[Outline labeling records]
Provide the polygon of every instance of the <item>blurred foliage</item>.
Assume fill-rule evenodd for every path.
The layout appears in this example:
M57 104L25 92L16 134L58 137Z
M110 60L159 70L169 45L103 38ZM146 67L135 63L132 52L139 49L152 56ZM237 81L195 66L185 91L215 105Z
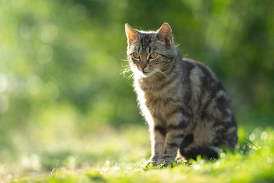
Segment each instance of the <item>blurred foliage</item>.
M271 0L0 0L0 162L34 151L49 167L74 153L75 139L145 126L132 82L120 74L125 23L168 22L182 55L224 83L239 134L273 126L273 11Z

...

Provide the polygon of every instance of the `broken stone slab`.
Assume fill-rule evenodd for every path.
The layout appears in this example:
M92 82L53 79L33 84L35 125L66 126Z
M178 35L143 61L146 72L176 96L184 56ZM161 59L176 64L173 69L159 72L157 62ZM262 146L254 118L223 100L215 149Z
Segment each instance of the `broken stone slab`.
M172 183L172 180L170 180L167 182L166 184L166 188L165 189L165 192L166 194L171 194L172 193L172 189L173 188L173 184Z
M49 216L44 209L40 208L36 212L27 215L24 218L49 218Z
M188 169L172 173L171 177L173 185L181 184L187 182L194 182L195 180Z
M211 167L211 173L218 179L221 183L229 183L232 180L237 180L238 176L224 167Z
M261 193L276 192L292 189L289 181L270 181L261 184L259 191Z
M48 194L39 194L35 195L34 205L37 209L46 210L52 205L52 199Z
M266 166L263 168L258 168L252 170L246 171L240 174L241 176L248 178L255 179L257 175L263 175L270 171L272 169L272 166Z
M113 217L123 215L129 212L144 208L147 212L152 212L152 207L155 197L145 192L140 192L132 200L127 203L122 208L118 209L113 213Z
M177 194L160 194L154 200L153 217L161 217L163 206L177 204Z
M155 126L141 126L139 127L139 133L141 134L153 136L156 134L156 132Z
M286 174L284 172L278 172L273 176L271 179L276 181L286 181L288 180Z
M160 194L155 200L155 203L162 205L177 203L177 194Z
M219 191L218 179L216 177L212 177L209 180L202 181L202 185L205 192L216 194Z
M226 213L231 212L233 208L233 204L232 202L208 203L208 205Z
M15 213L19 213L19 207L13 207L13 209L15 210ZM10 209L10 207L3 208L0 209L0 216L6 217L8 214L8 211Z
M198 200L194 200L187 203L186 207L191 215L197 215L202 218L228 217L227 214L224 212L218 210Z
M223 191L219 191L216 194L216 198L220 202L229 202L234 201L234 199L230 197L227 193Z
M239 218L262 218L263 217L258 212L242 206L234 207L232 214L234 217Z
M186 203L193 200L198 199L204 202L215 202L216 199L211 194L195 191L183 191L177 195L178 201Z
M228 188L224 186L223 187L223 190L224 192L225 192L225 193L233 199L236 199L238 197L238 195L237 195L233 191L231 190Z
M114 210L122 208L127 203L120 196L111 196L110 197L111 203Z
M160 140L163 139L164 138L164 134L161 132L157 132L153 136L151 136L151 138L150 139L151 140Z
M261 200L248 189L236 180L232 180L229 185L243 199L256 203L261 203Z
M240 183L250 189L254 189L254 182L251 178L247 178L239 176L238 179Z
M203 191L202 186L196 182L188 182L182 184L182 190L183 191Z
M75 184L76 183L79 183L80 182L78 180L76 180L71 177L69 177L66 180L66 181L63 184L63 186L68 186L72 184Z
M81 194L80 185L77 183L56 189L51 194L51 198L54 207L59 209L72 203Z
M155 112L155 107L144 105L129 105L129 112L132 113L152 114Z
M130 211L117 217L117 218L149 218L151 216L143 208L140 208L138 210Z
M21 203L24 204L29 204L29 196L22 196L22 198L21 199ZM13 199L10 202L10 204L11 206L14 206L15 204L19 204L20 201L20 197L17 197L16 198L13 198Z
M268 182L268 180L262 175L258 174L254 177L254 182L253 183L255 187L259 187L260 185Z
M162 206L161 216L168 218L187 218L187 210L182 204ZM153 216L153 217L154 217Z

▸ **Exercise aim**
Rewrite the lines from the one containing "Provide the polygon of every instance of the <item>blurred" through the one containing "M271 0L0 0L0", inclusive, as a JSON list of strings with one string per line and blank lines omitted. Leave the pictures out of the list.

▸ **Written answer**
[
  "Provide the polygon of every instance of the <item>blurred foliage</item>.",
  "Assume fill-rule evenodd for every path.",
  "The layout appears in this example:",
  "M57 104L25 92L16 134L58 137Z",
  "M110 60L159 70L169 45L103 38ZM146 67L135 63L132 52L139 49L152 56ZM237 81L195 66L185 91L215 105Z",
  "Segment each instance of the <item>blurred foliage</item>.",
  "M271 0L0 0L0 162L34 151L49 167L74 153L75 139L145 126L132 82L120 74L125 23L168 22L182 55L224 83L239 134L273 126L273 11Z"
]